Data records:

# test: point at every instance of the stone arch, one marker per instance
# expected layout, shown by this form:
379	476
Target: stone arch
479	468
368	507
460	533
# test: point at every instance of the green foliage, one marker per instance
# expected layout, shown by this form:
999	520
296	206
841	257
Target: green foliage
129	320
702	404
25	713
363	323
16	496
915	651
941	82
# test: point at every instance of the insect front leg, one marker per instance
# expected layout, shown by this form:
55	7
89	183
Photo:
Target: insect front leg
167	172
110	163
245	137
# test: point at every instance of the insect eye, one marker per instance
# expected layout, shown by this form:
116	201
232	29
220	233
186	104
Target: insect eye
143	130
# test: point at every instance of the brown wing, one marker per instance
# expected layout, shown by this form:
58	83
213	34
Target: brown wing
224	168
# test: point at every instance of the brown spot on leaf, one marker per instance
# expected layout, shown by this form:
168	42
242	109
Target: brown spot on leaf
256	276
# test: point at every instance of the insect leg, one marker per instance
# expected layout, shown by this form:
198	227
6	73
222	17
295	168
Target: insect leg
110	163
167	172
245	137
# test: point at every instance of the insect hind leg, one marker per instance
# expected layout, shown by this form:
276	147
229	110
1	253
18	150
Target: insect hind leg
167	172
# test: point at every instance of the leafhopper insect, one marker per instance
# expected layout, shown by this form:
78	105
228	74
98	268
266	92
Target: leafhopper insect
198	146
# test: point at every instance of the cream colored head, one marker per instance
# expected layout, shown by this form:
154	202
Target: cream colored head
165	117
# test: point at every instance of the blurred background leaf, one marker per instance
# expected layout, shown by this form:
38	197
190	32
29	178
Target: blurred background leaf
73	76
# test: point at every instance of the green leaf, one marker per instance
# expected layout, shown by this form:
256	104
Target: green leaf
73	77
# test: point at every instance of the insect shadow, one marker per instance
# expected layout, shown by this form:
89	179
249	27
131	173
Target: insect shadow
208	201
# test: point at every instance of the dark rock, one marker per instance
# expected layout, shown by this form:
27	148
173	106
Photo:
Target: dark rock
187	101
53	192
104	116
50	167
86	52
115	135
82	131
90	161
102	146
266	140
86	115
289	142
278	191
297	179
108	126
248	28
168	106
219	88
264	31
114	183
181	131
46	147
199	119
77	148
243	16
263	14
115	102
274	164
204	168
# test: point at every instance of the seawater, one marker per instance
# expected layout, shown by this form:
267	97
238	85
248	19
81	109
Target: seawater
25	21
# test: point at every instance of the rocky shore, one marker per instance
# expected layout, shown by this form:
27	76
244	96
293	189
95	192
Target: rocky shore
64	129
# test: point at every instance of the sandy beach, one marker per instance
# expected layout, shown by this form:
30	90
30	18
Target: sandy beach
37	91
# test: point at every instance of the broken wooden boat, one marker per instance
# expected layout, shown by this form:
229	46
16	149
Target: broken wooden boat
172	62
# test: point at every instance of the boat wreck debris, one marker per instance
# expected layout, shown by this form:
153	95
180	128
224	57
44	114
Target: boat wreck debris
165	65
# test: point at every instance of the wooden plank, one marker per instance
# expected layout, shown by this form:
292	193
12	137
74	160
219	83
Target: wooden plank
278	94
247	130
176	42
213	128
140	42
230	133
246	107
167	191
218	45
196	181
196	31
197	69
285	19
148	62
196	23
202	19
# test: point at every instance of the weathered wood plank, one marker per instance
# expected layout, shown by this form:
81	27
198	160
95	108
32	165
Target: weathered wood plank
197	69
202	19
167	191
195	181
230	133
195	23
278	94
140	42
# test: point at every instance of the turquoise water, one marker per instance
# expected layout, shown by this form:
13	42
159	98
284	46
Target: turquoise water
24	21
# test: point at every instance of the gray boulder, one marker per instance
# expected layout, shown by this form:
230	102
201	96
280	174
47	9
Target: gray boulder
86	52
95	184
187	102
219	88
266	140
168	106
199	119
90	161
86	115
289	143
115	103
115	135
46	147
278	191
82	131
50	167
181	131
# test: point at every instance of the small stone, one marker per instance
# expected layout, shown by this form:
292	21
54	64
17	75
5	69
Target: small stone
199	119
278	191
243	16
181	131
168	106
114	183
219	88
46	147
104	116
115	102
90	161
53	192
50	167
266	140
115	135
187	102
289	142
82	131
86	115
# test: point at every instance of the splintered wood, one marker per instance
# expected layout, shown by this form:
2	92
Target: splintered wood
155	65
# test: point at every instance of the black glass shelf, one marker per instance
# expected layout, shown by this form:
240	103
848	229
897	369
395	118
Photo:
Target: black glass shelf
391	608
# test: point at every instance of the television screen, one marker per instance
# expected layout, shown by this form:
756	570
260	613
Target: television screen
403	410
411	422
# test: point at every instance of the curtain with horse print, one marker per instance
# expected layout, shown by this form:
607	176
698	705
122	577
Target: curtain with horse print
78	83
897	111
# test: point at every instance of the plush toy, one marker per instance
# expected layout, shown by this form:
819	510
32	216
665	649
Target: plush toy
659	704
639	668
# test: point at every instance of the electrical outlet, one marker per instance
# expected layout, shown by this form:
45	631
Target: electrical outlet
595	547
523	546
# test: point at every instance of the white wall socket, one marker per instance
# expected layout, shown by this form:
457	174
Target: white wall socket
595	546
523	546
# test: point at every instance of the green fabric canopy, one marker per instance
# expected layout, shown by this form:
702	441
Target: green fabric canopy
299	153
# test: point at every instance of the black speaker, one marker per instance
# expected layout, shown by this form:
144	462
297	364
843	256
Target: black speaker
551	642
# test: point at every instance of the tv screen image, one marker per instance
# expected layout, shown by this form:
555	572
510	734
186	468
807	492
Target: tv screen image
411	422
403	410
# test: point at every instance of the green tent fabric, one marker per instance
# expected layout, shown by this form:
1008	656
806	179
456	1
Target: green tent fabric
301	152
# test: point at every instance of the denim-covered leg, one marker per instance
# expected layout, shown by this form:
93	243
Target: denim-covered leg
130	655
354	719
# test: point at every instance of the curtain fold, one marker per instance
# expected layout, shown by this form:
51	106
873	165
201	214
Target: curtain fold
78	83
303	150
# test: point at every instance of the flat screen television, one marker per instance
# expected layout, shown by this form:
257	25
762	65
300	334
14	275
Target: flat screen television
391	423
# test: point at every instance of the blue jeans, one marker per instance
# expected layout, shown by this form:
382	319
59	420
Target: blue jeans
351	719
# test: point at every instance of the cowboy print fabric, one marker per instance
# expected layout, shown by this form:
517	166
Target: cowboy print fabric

**THE PROBLEM**
Arrange every line of the data records above as a JSON list of strings, one string per line, and leave out any blank lines.

**WORKED SOLUTION**
[
  "# test: point at every instance of the stone arch, one marker per instance",
  "# expected layout, shown by this form:",
  "379\t476",
  "Target: stone arch",
  "479\t468",
  "368\t507",
  "460\t533",
  "# test: point at every instance of the green foliage, one marker per instance",
  "# expected layout, shown by this form:",
  "999\t520",
  "296\t206",
  "841\t257",
  "Target: green foliage",
  "129\t320",
  "702\t404",
  "25\t713",
  "363\t323",
  "16\t496",
  "915\t651",
  "941\t82",
  "# test: point at every instance of the insect front leg, one marker per instance",
  "# expected layout, shown by this form:",
  "55\t7",
  "89\t183",
  "Photo:",
  "Target: insect front leg",
  "167\t172",
  "110\t163",
  "245\t137",
  "# test: point at every instance of the insect eye, one marker per instance",
  "# expected layout, shown by this form:",
  "116\t201",
  "232\t29",
  "220\t233",
  "186\t104",
  "Target: insect eye",
  "143\t130",
  "# test: point at every instance of the brown wing, one marker per instance",
  "# expected layout, shown by this form:",
  "58\t83",
  "213\t34",
  "Target: brown wing",
  "224\t168",
  "# test: point at every instance of the brown spot on leaf, one marker per instance",
  "# expected layout, shown by this form:",
  "168\t42",
  "242\t109",
  "Target: brown spot on leaf",
  "256\t276",
  "# test: point at every instance of the insect leg, one marker per instance",
  "# expected layout, shown by this form:",
  "198\t227",
  "6\t73",
  "222\t17",
  "295\t168",
  "Target: insect leg",
  "110\t163",
  "167\t172",
  "245\t137",
  "# test: point at every instance of the insect hind leg, one marker per instance",
  "# expected layout, shown by this form:",
  "276\t147",
  "229\t110",
  "1\t253",
  "18\t150",
  "Target: insect hind leg",
  "167\t172",
  "# test: point at every instance of the leafhopper insect, one marker per instance",
  "# expected layout, shown by this form:",
  "78\t105",
  "228\t74",
  "98\t268",
  "266\t92",
  "Target: leafhopper insect",
  "198\t146",
  "# test: point at every instance of the cream colored head, one marker per instance",
  "# expected layout, shown by this form:",
  "154\t202",
  "Target: cream colored head",
  "165\t117",
  "# test: point at every instance of the blurred background leaf, one marker per instance",
  "# expected layout, shown by this form:",
  "38\t197",
  "190\t32",
  "29\t178",
  "Target: blurred background leaf",
  "73\t76",
  "# test: point at every instance of the green leaf, one marker per instance",
  "# expected layout, shown by this form:",
  "256\t104",
  "Target: green leaf",
  "73\t77",
  "# test: point at every instance of the insect shadow, one marker per instance",
  "# expected layout, shown by this form:",
  "89\t179",
  "249\t27",
  "131\t173",
  "Target: insect shadow",
  "208\t201",
  "# test: point at every instance of the dark rock, one marker per instance",
  "# expected layout, shown by this form:",
  "27\t148",
  "173\t106",
  "Photo:",
  "Target: dark rock",
  "187\t101",
  "53\t192",
  "104\t116",
  "50\t167",
  "86\t52",
  "115\t135",
  "82\t131",
  "90\t161",
  "102\t146",
  "266\t140",
  "86\t115",
  "289\t142",
  "278\t191",
  "297\t179",
  "108\t126",
  "248\t28",
  "168\t106",
  "219\t88",
  "264\t31",
  "114\t183",
  "181\t131",
  "46\t147",
  "199\t119",
  "77\t148",
  "243\t16",
  "263\t14",
  "115\t102",
  "274\t164",
  "204\t168",
  "# test: point at every instance of the seawater, one marker per instance",
  "# expected layout, shown by this form:",
  "267\t97",
  "238\t85",
  "248\t19",
  "81\t109",
  "Target: seawater",
  "25\t21",
  "# test: point at every instance of the rocky shore, one marker per instance",
  "# expected layout, shown by this form:",
  "27\t76",
  "244\t96",
  "293\t189",
  "95\t192",
  "Target: rocky shore",
  "64\t129",
  "# test: point at every instance of the sandy beach, one marker per instance",
  "# expected layout, shown by this form:",
  "30\t90",
  "30\t18",
  "Target: sandy beach",
  "37\t91",
  "# test: point at every instance of the broken wooden boat, one marker per instance",
  "# expected layout, shown by this form:",
  "229\t46",
  "16\t149",
  "Target: broken wooden boat",
  "172\t62",
  "# test: point at every instance of the boat wreck debris, one marker per instance",
  "# expected layout, shown by this form:",
  "153\t95",
  "180\t128",
  "224\t57",
  "44\t114",
  "Target: boat wreck debris",
  "165\t65",
  "# test: point at every instance of the wooden plank, one marker per instance",
  "# expected layout, shown by this form:",
  "292\t193",
  "12\t137",
  "74\t160",
  "219\t83",
  "Target: wooden plank",
  "278\t94",
  "247\t130",
  "176\t42",
  "213\t128",
  "140\t42",
  "230\t133",
  "246\t107",
  "167\t191",
  "218\t45",
  "196\t181",
  "196\t31",
  "197\t69",
  "285\t19",
  "148\t62",
  "196\t23",
  "202\t19",
  "# test: point at every instance of the weathered wood plank, one marker per instance",
  "# expected layout, shown by this form:",
  "81\t27",
  "198\t160",
  "95\t108",
  "32\t165",
  "Target: weathered wood plank",
  "197\t69",
  "202\t19",
  "167\t191",
  "195\t181",
  "230\t133",
  "195\t23",
  "278\t94",
  "140\t42",
  "# test: point at every instance of the turquoise water, one marker per instance",
  "# expected layout, shown by this form:",
  "13\t42",
  "159\t98",
  "284\t46",
  "Target: turquoise water",
  "24\t21",
  "# test: point at every instance of the gray boulder, one marker per instance",
  "# expected layout, shown by this form:",
  "230\t102",
  "201\t96",
  "280\t174",
  "47\t9",
  "Target: gray boulder",
  "86\t52",
  "95\t184",
  "187\t102",
  "219\t88",
  "266\t140",
  "168\t106",
  "199\t119",
  "90\t161",
  "86\t115",
  "289\t143",
  "115\t103",
  "115\t135",
  "46\t147",
  "278\t191",
  "82\t131",
  "50\t167",
  "181\t131",
  "# test: point at every instance of the small stone, one marker per instance",
  "# expected layout, shown by this form:",
  "292\t21",
  "54\t64",
  "17\t75",
  "5\t69",
  "Target: small stone",
  "199\t119",
  "278\t191",
  "243\t16",
  "181\t131",
  "168\t106",
  "114\t183",
  "219\t88",
  "46\t147",
  "104\t116",
  "115\t102",
  "90\t161",
  "53\t192",
  "50\t167",
  "266\t140",
  "115\t135",
  "187\t102",
  "289\t142",
  "82\t131",
  "86\t115",
  "# test: point at every instance of the splintered wood, one marker per instance",
  "# expected layout, shown by this form:",
  "2\t92",
  "Target: splintered wood",
  "155\t65",
  "# test: point at every instance of the black glass shelf, one marker per instance",
  "# expected layout, shown by this form:",
  "240\t103",
  "848\t229",
  "897\t369",
  "395\t118",
  "Photo:",
  "Target: black glass shelf",
  "391\t608",
  "# test: point at every instance of the television screen, one marker per instance",
  "# expected layout, shown by this form:",
  "756\t570",
  "260\t613",
  "Target: television screen",
  "403\t410",
  "411\t422",
  "# test: point at every instance of the curtain with horse print, one marker per instance",
  "# expected layout, shown by this form:",
  "607\t176",
  "698\t705",
  "122\t577",
  "Target: curtain with horse print",
  "78\t83",
  "897\t111",
  "# test: point at every instance of the plush toy, one marker per instance",
  "# expected layout, shown by this form:",
  "819\t510",
  "32\t216",
  "665\t649",
  "Target: plush toy",
  "659\t704",
  "639\t668",
  "# test: point at every instance of the electrical outlet, one marker per instance",
  "# expected layout, shown by this form:",
  "45\t631",
  "Target: electrical outlet",
  "595\t547",
  "523\t546",
  "# test: point at every instance of the white wall socket, one marker per instance",
  "# expected layout, shown by this form:",
  "457\t174",
  "Target: white wall socket",
  "595\t546",
  "523\t546",
  "# test: point at every instance of the green fabric canopy, one marker per instance",
  "# expected layout, shown by this form:",
  "702\t441",
  "Target: green fabric canopy",
  "299\t153",
  "# test: point at every instance of the black speaker, one marker per instance",
  "# expected layout, shown by this form:",
  "144\t462",
  "297\t364",
  "843\t256",
  "Target: black speaker",
  "551\t642",
  "# test: point at every instance of the tv screen image, one marker per instance",
  "# expected layout, shown by this form:",
  "555\t572",
  "510\t734",
  "186\t468",
  "807\t492",
  "Target: tv screen image",
  "411\t422",
  "403\t410",
  "# test: point at every instance of the green tent fabric, one marker per instance",
  "# expected layout, shown by this form:",
  "1008\t656",
  "806\t179",
  "456\t1",
  "Target: green tent fabric",
  "301\t152",
  "# test: point at every instance of the denim-covered leg, one marker per instance",
  "# expected layout, shown by this form:",
  "93\t243",
  "Target: denim-covered leg",
  "130\t655",
  "354\t719",
  "# test: point at every instance of the curtain fold, one marker per instance",
  "# expected layout, shown by this form:",
  "51\t106",
  "873\t165",
  "201\t214",
  "Target: curtain fold",
  "78\t83",
  "303\t150",
  "# test: point at every instance of the flat screen television, one marker per instance",
  "# expected layout, shown by this form:",
  "257\t25",
  "762\t65",
  "300\t334",
  "14\t275",
  "Target: flat screen television",
  "391\t423",
  "# test: point at every instance of the blue jeans, one marker per instance",
  "# expected layout, shown by this form:",
  "382\t319",
  "59\t420",
  "Target: blue jeans",
  "351\t719",
  "# test: point at every instance of the cowboy print fabric, one marker per instance",
  "# expected layout, shown by this form:",
  "517\t166",
  "Target: cowboy print fabric"
]